Exemplary embodiments will now be described more comprehensively with reference to the accompanying drawings. However, the exemplary embodiments can be implemented in various forms and should not be construed as being limited to the implementations set forth herein. Although relative terms such as “up” and “down” are used in this specification to describe the relative relationship of one marked component to another marked component, these terms are used in this specification for convenience only, for example, according to directions of examples described in the drawings. It can be understood that if a marked device is turned upside down, a component described as being “up” will become a component as being “down”. Other relative terms such as “top” and “bottom” also have similar meanings. When a structure is “on” another structure, it may mean that the structure is integrally formed on the other structure, or that the structure is “directly” disposed on the other structure, or that the structure is “indirectly” disposed on the other structure through another structure.

Terms “one,” “an/a,” “the” and “said” are used to indicate existence of one or more elements/components/the like. Terms “including” and “having” are used in the sense of open-ended inclusion and indicate there may be additional elements/components/the like besides the listed elements/components/the like. Terms such as “first” and “second” are used merely as markers and do not limit the number of the objects referred to.

This embodiment provides a relay, as shown in FIG. 1, including a contact part. The contact part includes a movable contact assembly 2 and a static contact assembly 1. The static contact assembly 1 includes a rigid static contact piece 11 and a static contact 12; the static contact 12 is fixed at one end of the static contact piece 11; and another end of the static contact piece 11 extends to an outside of a base to serve as a lead-out piece of the static contact piece. The movable contact assembly 2 includes a rigid movable contact leading-out piece 21, a flexible movable contact piece 22 and a movable contact 23; the movable contact 23 is disposed at a side, facing the static contact 12, of one end of the movable contact piece 22; and another end of the movable contact piece 22 is connected to the movable contact leading-out piece 21. The movable contact piece 22 is located between the static contact 12 and the movable contact leading-out piece 21, and is configured to generate an electro-dynamic repulsion force between the movable contact piece 22 and the movable contact leading-out piece 21 under a short-circuit current. The movable contact piece 22 and the movable contact leading-out piece 21 form a V-shaped structure.

◆ **RAW DATA**

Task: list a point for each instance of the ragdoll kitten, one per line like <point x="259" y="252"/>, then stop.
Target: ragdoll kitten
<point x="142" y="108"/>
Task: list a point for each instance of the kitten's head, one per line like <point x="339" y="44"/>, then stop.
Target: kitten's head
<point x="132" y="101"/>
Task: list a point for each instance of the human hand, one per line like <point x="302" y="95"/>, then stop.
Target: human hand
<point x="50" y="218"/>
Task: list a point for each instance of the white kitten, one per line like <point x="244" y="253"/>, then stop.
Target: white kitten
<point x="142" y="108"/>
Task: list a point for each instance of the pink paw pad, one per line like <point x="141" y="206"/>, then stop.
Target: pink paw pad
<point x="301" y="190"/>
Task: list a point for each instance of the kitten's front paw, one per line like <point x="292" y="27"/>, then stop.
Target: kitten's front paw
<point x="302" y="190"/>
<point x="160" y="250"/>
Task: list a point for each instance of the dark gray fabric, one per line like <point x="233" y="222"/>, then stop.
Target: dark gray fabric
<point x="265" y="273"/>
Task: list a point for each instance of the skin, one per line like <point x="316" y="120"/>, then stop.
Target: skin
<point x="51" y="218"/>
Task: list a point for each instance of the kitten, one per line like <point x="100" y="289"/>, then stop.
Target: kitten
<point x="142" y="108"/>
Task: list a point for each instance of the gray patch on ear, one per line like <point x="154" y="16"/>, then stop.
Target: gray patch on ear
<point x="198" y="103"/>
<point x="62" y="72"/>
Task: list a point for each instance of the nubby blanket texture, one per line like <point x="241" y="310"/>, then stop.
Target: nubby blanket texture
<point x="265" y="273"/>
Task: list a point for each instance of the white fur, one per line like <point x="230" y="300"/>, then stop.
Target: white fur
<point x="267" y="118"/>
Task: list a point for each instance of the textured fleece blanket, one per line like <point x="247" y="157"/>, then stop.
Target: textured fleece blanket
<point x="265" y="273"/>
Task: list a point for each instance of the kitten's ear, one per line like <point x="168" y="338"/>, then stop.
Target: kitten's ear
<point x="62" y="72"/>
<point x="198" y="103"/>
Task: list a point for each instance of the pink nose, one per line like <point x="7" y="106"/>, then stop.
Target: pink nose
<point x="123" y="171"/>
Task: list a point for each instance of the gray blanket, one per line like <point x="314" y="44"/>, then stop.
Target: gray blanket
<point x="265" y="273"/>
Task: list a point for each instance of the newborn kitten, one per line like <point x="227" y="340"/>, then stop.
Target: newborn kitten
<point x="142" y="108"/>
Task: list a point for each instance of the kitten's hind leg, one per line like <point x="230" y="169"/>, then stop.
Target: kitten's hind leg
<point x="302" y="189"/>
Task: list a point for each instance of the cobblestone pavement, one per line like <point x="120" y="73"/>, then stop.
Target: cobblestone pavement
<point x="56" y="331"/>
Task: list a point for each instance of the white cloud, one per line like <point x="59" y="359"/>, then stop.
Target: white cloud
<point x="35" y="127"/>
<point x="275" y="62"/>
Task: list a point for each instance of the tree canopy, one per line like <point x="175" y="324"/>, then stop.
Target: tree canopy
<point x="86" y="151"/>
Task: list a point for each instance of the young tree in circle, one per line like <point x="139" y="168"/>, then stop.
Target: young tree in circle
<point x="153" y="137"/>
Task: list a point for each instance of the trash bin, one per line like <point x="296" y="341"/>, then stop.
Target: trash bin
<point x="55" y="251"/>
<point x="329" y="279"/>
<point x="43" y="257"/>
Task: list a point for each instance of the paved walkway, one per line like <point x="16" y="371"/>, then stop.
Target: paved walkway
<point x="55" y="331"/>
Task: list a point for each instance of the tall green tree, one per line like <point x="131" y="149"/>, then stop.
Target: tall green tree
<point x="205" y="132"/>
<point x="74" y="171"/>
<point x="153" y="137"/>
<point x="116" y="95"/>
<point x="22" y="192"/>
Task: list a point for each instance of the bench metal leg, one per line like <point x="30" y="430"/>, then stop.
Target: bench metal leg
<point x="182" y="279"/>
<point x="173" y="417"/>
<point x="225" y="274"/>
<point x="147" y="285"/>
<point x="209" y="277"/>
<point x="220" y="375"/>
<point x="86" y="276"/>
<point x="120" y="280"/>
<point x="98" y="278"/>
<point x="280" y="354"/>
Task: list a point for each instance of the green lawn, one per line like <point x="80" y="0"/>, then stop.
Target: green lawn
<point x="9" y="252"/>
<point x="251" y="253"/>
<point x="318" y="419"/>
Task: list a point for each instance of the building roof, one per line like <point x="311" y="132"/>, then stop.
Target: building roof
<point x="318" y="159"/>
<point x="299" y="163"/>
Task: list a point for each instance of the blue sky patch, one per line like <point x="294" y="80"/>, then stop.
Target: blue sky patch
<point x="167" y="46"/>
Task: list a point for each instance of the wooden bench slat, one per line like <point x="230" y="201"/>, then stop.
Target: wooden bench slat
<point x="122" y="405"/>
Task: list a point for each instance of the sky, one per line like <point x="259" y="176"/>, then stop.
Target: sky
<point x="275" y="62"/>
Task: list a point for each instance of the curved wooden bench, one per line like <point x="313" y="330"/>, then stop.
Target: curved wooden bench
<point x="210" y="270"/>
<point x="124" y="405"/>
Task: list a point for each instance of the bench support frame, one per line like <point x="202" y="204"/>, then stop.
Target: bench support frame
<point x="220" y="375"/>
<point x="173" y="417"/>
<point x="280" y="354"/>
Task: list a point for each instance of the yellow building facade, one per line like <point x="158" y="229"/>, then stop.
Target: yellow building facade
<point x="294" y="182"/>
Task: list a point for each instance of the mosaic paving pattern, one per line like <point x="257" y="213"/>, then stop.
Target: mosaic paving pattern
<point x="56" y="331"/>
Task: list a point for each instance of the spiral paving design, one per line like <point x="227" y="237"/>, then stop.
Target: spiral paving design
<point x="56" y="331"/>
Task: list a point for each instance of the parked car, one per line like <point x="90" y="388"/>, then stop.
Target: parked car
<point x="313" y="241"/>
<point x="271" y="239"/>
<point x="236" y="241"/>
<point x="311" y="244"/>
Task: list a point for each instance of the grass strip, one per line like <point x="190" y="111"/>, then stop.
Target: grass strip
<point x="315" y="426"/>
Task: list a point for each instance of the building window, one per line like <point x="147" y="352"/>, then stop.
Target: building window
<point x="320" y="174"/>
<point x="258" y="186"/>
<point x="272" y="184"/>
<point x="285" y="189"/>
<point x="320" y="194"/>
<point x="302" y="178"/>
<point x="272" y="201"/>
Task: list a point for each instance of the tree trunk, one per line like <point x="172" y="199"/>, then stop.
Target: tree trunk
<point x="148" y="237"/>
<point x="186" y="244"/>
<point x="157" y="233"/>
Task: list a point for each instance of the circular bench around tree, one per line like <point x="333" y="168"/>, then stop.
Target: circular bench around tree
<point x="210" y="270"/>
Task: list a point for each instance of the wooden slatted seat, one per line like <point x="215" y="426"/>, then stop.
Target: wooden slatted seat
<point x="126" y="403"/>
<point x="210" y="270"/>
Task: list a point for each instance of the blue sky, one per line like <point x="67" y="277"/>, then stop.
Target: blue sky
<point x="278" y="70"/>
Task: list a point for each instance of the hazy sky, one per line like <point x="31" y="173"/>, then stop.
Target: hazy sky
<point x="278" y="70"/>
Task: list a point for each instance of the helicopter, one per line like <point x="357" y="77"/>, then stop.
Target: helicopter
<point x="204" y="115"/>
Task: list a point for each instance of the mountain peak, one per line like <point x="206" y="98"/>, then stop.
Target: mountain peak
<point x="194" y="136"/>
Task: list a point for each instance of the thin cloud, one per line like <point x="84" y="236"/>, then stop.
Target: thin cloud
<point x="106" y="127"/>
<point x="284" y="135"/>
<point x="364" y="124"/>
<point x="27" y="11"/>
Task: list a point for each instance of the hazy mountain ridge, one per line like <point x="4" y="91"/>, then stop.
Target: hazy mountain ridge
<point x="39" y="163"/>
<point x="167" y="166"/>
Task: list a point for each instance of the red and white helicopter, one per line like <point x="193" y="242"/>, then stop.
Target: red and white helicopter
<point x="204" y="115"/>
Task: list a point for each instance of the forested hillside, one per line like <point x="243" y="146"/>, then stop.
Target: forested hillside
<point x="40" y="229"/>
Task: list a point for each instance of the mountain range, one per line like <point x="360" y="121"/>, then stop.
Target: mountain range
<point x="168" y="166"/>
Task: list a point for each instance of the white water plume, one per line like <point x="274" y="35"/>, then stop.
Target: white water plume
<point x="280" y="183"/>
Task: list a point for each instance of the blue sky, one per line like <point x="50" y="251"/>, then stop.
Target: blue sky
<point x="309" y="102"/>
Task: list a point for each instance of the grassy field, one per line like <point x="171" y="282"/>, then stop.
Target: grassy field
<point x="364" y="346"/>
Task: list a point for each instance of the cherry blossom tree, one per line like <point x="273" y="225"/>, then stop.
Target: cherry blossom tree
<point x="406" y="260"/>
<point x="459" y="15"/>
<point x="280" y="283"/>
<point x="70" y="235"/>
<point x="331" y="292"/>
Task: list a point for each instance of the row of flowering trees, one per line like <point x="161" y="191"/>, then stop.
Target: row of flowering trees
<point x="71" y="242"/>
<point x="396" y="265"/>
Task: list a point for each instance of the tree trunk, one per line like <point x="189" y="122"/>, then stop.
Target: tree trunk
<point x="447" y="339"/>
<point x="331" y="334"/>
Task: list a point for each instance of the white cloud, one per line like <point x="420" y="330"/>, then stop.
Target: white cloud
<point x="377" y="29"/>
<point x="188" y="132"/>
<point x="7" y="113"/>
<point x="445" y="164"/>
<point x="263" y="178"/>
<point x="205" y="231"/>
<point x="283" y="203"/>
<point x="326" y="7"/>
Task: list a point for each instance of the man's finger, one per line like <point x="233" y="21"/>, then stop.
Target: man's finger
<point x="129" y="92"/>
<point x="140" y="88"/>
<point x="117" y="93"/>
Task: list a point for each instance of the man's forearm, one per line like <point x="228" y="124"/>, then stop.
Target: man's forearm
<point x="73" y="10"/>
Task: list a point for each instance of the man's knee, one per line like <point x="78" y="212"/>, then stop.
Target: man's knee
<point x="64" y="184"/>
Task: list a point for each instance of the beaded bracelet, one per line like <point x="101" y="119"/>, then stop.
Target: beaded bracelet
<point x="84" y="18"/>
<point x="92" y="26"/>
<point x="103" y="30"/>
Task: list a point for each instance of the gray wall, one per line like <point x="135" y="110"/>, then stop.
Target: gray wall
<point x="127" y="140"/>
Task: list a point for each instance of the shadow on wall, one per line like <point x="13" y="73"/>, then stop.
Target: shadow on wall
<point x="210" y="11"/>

◆ **DIRECTIVE**
Could you turn the paragraph in the relay text that begins "This embodiment provides a relay" into a short bulleted list that keeps its main facts?

◆ **EXERCISE RESPONSE**
- The relay has a contact part made up of a movable contact assembly 2 and a static contact assembly 1.
- Static contact assembly 1 consists of a rigid static contact piece 11 and a static contact 12:
  - Static contact 12 is fixed at one end of piece 11.
  - The other end of piece 11 extends outside the base as its lead-out piece.
- Movable contact assembly 2 consists of a rigid movable contact leading-out piece 21, a flexible movable contact piece 22 and a movable contact 23:
  - Movable contact 23 sits at one end of piece 22, on the side facing static contact 12.
  - The other end of piece 22 connects to leading-out piece 21.
- Movable contact piece 22 lies between static contact 12 and leading-out piece 21.
- Under a short-circuit current, an electro-dynamic repulsion force arises between pieces 22 and 21.
- Pieces 22 and 21 form a V-shaped structure.